===== Supplied data
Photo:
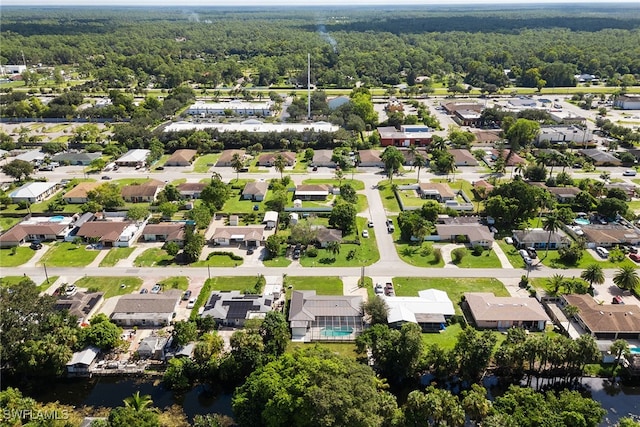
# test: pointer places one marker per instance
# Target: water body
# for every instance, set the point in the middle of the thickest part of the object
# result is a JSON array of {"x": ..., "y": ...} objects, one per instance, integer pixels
[
  {"x": 619, "y": 400},
  {"x": 109, "y": 392}
]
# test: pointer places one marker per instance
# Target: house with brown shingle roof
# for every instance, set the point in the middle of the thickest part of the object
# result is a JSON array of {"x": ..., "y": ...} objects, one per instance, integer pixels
[
  {"x": 142, "y": 193},
  {"x": 164, "y": 232},
  {"x": 181, "y": 158},
  {"x": 490, "y": 311},
  {"x": 191, "y": 190},
  {"x": 268, "y": 159},
  {"x": 436, "y": 191},
  {"x": 78, "y": 194},
  {"x": 605, "y": 321},
  {"x": 463, "y": 157},
  {"x": 255, "y": 191}
]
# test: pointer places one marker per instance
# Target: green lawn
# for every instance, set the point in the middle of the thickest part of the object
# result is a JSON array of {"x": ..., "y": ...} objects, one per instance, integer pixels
[
  {"x": 111, "y": 286},
  {"x": 455, "y": 288},
  {"x": 115, "y": 255},
  {"x": 176, "y": 282},
  {"x": 356, "y": 184},
  {"x": 68, "y": 254},
  {"x": 204, "y": 163},
  {"x": 153, "y": 257},
  {"x": 23, "y": 254},
  {"x": 322, "y": 285},
  {"x": 8, "y": 222},
  {"x": 218, "y": 259},
  {"x": 488, "y": 259},
  {"x": 366, "y": 253}
]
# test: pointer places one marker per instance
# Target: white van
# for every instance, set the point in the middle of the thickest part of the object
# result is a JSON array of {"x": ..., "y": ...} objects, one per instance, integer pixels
[{"x": 602, "y": 252}]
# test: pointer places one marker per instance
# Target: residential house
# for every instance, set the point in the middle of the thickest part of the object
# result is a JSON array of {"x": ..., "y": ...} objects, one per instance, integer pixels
[
  {"x": 34, "y": 192},
  {"x": 268, "y": 159},
  {"x": 435, "y": 191},
  {"x": 325, "y": 317},
  {"x": 244, "y": 236},
  {"x": 82, "y": 305},
  {"x": 324, "y": 236},
  {"x": 605, "y": 321},
  {"x": 627, "y": 102},
  {"x": 79, "y": 193},
  {"x": 109, "y": 233},
  {"x": 538, "y": 238},
  {"x": 76, "y": 159},
  {"x": 226, "y": 158},
  {"x": 133, "y": 158},
  {"x": 564, "y": 134},
  {"x": 564, "y": 194},
  {"x": 146, "y": 309},
  {"x": 236, "y": 107},
  {"x": 255, "y": 191},
  {"x": 165, "y": 232},
  {"x": 322, "y": 159},
  {"x": 142, "y": 193},
  {"x": 270, "y": 220},
  {"x": 191, "y": 190},
  {"x": 231, "y": 308},
  {"x": 463, "y": 157},
  {"x": 312, "y": 192},
  {"x": 82, "y": 361},
  {"x": 474, "y": 233},
  {"x": 600, "y": 158},
  {"x": 370, "y": 159},
  {"x": 152, "y": 347},
  {"x": 181, "y": 158},
  {"x": 406, "y": 136},
  {"x": 429, "y": 310},
  {"x": 492, "y": 312}
]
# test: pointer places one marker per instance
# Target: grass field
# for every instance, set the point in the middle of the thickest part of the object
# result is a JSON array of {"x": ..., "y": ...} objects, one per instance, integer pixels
[
  {"x": 153, "y": 257},
  {"x": 455, "y": 288},
  {"x": 68, "y": 255},
  {"x": 23, "y": 254},
  {"x": 322, "y": 285},
  {"x": 204, "y": 163},
  {"x": 176, "y": 282},
  {"x": 115, "y": 255},
  {"x": 111, "y": 286}
]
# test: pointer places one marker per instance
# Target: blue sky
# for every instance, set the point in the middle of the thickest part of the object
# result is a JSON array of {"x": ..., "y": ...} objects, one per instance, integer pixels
[{"x": 183, "y": 3}]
==========
*Exercise task*
Copy each line above precisely, dropping the pictures.

*Solution for this task*
Photo:
# test: pointer places one marker per instance
# Target: water body
# for every instance, set the point in the middle of the thickest part of the object
# result is a JSON array of {"x": ..., "y": ...} objects, one per instance, integer pixels
[
  {"x": 619, "y": 400},
  {"x": 109, "y": 392}
]
# test: pointer places one marker per instance
# Target: house with brown shingle roof
# for every instance, set the point in the middle of the thickest part of the object
# result is a JSON array of {"x": ..., "y": ...} objects, one per instance, integer pixels
[
  {"x": 142, "y": 193},
  {"x": 164, "y": 232},
  {"x": 181, "y": 158},
  {"x": 490, "y": 311},
  {"x": 191, "y": 190},
  {"x": 268, "y": 159},
  {"x": 436, "y": 191},
  {"x": 78, "y": 194},
  {"x": 605, "y": 321},
  {"x": 463, "y": 157},
  {"x": 255, "y": 191}
]
# test: pointer places one marker per instance
# Target: green lawn
# for every instance, set the point in the middle of the thickest part of the object
# result is a JSON array of {"x": ..., "y": ...} objects, one per instance, integer pixels
[
  {"x": 111, "y": 286},
  {"x": 455, "y": 288},
  {"x": 115, "y": 255},
  {"x": 176, "y": 282},
  {"x": 356, "y": 184},
  {"x": 68, "y": 254},
  {"x": 204, "y": 163},
  {"x": 153, "y": 257},
  {"x": 23, "y": 254},
  {"x": 322, "y": 285},
  {"x": 8, "y": 222},
  {"x": 218, "y": 259},
  {"x": 488, "y": 259},
  {"x": 366, "y": 253}
]
# test: pointer places one marker per instance
# Target: white van
# for every instance, set the point in the middle of the thickest part of the object
# result is a JSON array of {"x": ..., "y": ...} objects, one per instance, integer pixels
[{"x": 602, "y": 252}]
# test: pointer places one marker per instance
# Target: residential house
# for every instance, set the point in the middle of the thickest part of the object
# result is a JSON array of {"x": ..., "y": ...} objects, one per instance, integer pixels
[
  {"x": 34, "y": 192},
  {"x": 268, "y": 159},
  {"x": 435, "y": 191},
  {"x": 325, "y": 317},
  {"x": 244, "y": 236},
  {"x": 82, "y": 305},
  {"x": 324, "y": 236},
  {"x": 605, "y": 321},
  {"x": 627, "y": 102},
  {"x": 79, "y": 193},
  {"x": 109, "y": 233},
  {"x": 538, "y": 238},
  {"x": 76, "y": 159},
  {"x": 226, "y": 158},
  {"x": 133, "y": 158},
  {"x": 564, "y": 134},
  {"x": 564, "y": 194},
  {"x": 146, "y": 309},
  {"x": 236, "y": 107},
  {"x": 255, "y": 191},
  {"x": 165, "y": 232},
  {"x": 322, "y": 159},
  {"x": 142, "y": 193},
  {"x": 270, "y": 220},
  {"x": 191, "y": 190},
  {"x": 231, "y": 308},
  {"x": 463, "y": 157},
  {"x": 312, "y": 192},
  {"x": 82, "y": 361},
  {"x": 474, "y": 233},
  {"x": 600, "y": 158},
  {"x": 370, "y": 159},
  {"x": 152, "y": 347},
  {"x": 181, "y": 158},
  {"x": 406, "y": 136},
  {"x": 429, "y": 310},
  {"x": 492, "y": 312}
]
# test: pointer places one marker per instance
# Target: grass field
# for every instance, set the point in the middle of the thickest part of the object
# result is a JSON array of {"x": ..., "y": ...} objects, one per instance, integer pixels
[
  {"x": 153, "y": 257},
  {"x": 455, "y": 288},
  {"x": 68, "y": 255},
  {"x": 23, "y": 254},
  {"x": 322, "y": 285},
  {"x": 204, "y": 163},
  {"x": 176, "y": 282},
  {"x": 115, "y": 255},
  {"x": 111, "y": 286}
]
# test: pointer places one marker per instance
# Target: blue sky
# for every instance, set the point in the middle of the thickest part of the object
# result is a JSON array of {"x": ..., "y": ...} objects, one per instance, integer pixels
[{"x": 183, "y": 3}]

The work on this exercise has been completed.